■ Фрагмент страницы
--------
Добавить в цитаты Настройки чтения

Страница 14 из 26

Только к вечеру половина отряда вошла в долину. Скобелев немедленно двинул ее на Шейново. Когда стало совсем темно, Скобелев велел торжественно играть зорю и развести массу костров. Целью было обмануть турок относительно силы отряда и отвлечь их от Мирского. Хитрость достигла результата: масса турецкой кавалерии двинулась к Иметли.

Поздно вечером Скобелев послал Дукмасова на гору св. Николая к Радецкому.

Радецкий сказал, что Мирский донес о своем критическом положении и просит непременно поддержки. Чтобы поддержать Мирского, Радецкий без всякой надежды на успех атаковал неприятеля и потерял своих лучших солдат: особенно пострадал Подольский полк под начальством храброго Духонина. Не будь, однако, этой атаки, Мирский был бы разбит окончательно наступавшими 35 таборами турок.
--------
■ Представленные данные

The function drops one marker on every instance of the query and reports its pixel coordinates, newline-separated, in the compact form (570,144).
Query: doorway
--------
■ Задания для выполнения
1. Какой полк особенно пострадал во время атаки Радецкого, если судить по отрывку о Скобелеве?
2. Пожалуйста, продолжите отрывок о Скобелеве после его последнего предложения.
Строки здесь никакой роли не играют.

■ Ожидаемые результаты
1. Подольский полк под начальством Духонина.

2.
Получив рано утром известие от Радецкого, Скобелев тотчас же завязал бой. Первая атака (угличан и болгарского ополчения) была неудачна, но Скобелев весьма искусно двинул резервы, и тут же кстати прибыла данная в его распоряжение кавалерийская дивизия Дохтурова.

Скобелев внимательно следил за картиной боя. Глаза его блестели, руки нервно подергивали повод. По его приказанию Дохтуров тотчас вошел в связь с отрядом Мирского. Тогда была начата настоящая атака.

Четыре батальона с распущенными знаменами и музыкой двинулись вперед. Этот вид стройно двигавшихся под музыку, точно на параде, батальонов навел на турок панику. Бросив орудия, снаряды, лагерь, они бежали на Казанлык, но тут их встретила кавалерия Дохтурова. Целые таборы стали бросать оружие и знамена. Скобелев только что выехал из леса на поляну перед батальоном, который он лично вел в атаку, как вдруг его догнал сотник Харапов, издали махавший шапкой.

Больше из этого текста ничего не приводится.